* _Data entries_:
------------------------------------------------------------------------

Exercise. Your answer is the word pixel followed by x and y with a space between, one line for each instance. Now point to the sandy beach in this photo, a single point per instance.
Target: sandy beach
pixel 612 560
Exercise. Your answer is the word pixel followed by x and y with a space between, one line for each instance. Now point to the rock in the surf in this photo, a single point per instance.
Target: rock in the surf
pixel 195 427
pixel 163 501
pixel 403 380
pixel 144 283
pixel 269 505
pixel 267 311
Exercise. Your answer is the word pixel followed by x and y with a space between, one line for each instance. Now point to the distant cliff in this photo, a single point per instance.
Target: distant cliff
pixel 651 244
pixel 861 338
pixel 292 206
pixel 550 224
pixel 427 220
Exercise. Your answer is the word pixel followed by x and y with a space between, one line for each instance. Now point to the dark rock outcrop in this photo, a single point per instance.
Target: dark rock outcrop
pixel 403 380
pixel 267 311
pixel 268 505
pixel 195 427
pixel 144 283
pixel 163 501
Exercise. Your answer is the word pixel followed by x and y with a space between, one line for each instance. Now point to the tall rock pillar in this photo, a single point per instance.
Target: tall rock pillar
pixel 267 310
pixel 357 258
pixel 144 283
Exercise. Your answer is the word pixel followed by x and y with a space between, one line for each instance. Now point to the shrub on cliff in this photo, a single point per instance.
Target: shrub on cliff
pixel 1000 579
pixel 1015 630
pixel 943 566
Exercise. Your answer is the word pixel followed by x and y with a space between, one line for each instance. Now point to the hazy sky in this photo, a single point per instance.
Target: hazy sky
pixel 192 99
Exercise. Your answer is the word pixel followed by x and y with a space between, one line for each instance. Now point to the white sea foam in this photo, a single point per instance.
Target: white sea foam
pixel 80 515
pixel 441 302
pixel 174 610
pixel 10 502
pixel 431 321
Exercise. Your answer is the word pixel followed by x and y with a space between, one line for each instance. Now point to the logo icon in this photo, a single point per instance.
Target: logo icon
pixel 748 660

------------------------------------------------------------------------

* _Task to complete_:
Faithfully reproduce all of the records, character for character.

* _Finished exercise_:
Exercise. Your answer is the word pixel followed by x and y with a space between, one line for each instance. Now point to the sandy beach in this photo, a single point per instance.
Target: sandy beach
pixel 612 560
Exercise. Your answer is the word pixel followed by x and y with a space between, one line for each instance. Now point to the rock in the surf in this photo, a single point per instance.
Target: rock in the surf
pixel 195 427
pixel 163 501
pixel 403 380
pixel 144 283
pixel 269 505
pixel 267 311
Exercise. Your answer is the word pixel followed by x and y with a space between, one line for each instance. Now point to the distant cliff in this photo, a single point per instance.
Target: distant cliff
pixel 651 244
pixel 861 338
pixel 292 206
pixel 550 224
pixel 427 220
Exercise. Your answer is the word pixel followed by x and y with a space between, one line for each instance. Now point to the dark rock outcrop in this photo, a single point per instance.
Target: dark rock outcrop
pixel 403 380
pixel 267 311
pixel 268 505
pixel 195 427
pixel 144 283
pixel 163 501
Exercise. Your answer is the word pixel followed by x and y with a space between, one line for each instance. Now point to the tall rock pillar in this photo, a single point per instance.
Target: tall rock pillar
pixel 267 310
pixel 357 258
pixel 144 283
Exercise. Your answer is the word pixel followed by x and y with a space between, one line for each instance. Now point to the shrub on cliff in this photo, a single point per instance.
Target: shrub on cliff
pixel 1000 579
pixel 1015 630
pixel 943 566
Exercise. Your answer is the word pixel followed by x and y with a space between, one line for each instance. Now point to the hazy sky in this photo, a single point per instance.
Target: hazy sky
pixel 192 99
Exercise. Your answer is the word pixel followed by x and y with a space between, one line for each instance. Now point to the white sea foam in this photo, a single point per instance.
Target: white sea foam
pixel 80 515
pixel 441 302
pixel 174 610
pixel 10 502
pixel 431 321
Exercise. Your answer is the word pixel followed by x and y with a space between, one line for each instance. Now point to the logo icon in this photo, a single point per instance.
Target: logo icon
pixel 748 660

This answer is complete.